* [Problem description]:
Reproduce the CLI options reference between "## Other Useful" and "results for investigation.", inclusive, renaming "intermediate results" to "partial results".

文件预览

cli-options.md

查看 Ppx Parse 技能包中的文件内容。

文件内容

references/cli-options.md

# CLI Options

Use these defaults unless the user requests something more specific.

## Input Selection

- `ppx parse <file> -o <dir>`: Parse one PDF or image.
- `ppx parse <dir> -o <dir>`: Batch-parse a directory.
- `--pages "1-5,10,15-20"`: Restrict parsing to selected pages.

## OCR

- `--ocr auto`: Default. Works for mixed native/scanned documents.
- `--ocr yes`: Force OCR for scanned PDFs and raster-heavy pages.
- `--ocr no`: Skip OCR for native PDFs with selectable text.

## Tables

- `--table auto`: Default.
- `--table wbk`: White-background tables in ordinary documents.
- `--table ybk`: Colored or dark-background tables.
- `--table llm`: Highest table fidelity when an LLM backend is configured.
- `--table no`: Skip table extraction.

## Other Useful Flags

- `--mode page|tree|ppt`: Select parse mode. Use `page` unless a different downstream structure is required.
- `--workers N`: Parallelize directory parsing.
- `--json`: Emit JSON-focused output.
- `--cpu`: Force CPU mode.
- `--debug` or `-x`: Keep extra debug output.
- `--dev`: Save intermediate results for investigation.

* [Collected material]:
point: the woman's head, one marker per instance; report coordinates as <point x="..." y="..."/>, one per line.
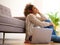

* [Task solution]:
## Other Useful Flags

- `--mode page|tree|ppt`: Select parse mode. Use `page` unless a different downstream structure is required.
- `--workers N`: Parallelize directory parsing.
- `--json`: Emit JSON-focused output.
- `--cpu`: Force CPU mode.
- `--debug` or `-x`: Keep extra debug output.
- `--dev`: Save partial results for investigation.